# Extrait cité
.....

Selon plusieurs agents généraux, les assureurs vie n’avaient pas le choix de mettre un terme aux concours incitatifs de vente fondés sur des voyages. C’est aussi avec soulagement qu’ils accueillent cette nouvelle.

Les distributeurs sondés par le Journal de l’assurance croient que les assureurs redistribueront désormais l’argent épargné dans des activités de formation plus localisées, organisées en collaboration avec les agents généraux. L’Association canadienne des compagnies d’assurance de personnes (ACCAP) avait recommandé à la mi-février à ses assureurs-membres d’y mettre fin. Great-West et sa filiale Canada-Vie ont été les premiers à le faire. Manuvie a suivi, puis RBC Assurances, Desjardins Assurances et BMO Vie.

.....

# Liste des entrées
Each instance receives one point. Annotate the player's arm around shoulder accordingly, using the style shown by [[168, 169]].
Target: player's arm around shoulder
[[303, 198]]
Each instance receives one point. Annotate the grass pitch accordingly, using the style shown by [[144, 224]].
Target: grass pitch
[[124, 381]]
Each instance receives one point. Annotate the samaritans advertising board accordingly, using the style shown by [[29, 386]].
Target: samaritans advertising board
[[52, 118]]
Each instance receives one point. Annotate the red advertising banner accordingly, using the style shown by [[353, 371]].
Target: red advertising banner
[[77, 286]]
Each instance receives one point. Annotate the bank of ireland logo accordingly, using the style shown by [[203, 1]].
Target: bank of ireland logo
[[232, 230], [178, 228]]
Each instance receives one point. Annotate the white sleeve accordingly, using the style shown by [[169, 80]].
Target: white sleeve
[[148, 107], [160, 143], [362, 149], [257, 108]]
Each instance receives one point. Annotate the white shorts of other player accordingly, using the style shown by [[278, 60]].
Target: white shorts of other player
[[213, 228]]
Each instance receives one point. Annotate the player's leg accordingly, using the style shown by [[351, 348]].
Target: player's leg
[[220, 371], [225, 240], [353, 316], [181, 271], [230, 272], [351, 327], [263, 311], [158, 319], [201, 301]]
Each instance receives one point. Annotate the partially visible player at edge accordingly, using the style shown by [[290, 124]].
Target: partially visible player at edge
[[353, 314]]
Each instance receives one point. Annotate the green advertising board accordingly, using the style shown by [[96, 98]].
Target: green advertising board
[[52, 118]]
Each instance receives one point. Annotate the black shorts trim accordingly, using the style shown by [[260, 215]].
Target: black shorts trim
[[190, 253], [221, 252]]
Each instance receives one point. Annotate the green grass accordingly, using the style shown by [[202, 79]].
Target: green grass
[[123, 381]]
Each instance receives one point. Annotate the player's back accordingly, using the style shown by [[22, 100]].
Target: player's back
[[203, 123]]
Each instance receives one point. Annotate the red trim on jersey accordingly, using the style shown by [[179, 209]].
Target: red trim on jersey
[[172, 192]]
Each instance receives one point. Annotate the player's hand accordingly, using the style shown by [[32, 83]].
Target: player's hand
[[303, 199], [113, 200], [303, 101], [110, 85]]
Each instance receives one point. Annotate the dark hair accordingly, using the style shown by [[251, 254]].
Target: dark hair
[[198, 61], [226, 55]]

.....

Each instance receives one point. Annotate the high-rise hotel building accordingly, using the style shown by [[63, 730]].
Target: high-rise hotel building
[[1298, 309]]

.....

# Tâche
Pouvez-vous mettre à jour le texte sur les concours de vente entre « Les distributeurs sondés » et « et BMO Vie. », inclusivement, en remplaçant « formation » par « perfectionnement » ?

# Réponse
Les distributeurs sondés par le Journal de l’assurance croient que les assureurs redistribueront désormais l’argent épargné dans des activités de perfectionnement plus localisées, organisées en collaboration avec les agents généraux. L’Association canadienne des compagnies d’assurance de personnes (ACCAP) avait recommandé à la mi-février à ses assureurs-membres d’y mettre fin. Great-West et sa filiale Canada-Vie ont été les premiers à le faire. Manuvie a suivi, puis RBC Assurances, Desjardins Assurances et BMO Vie.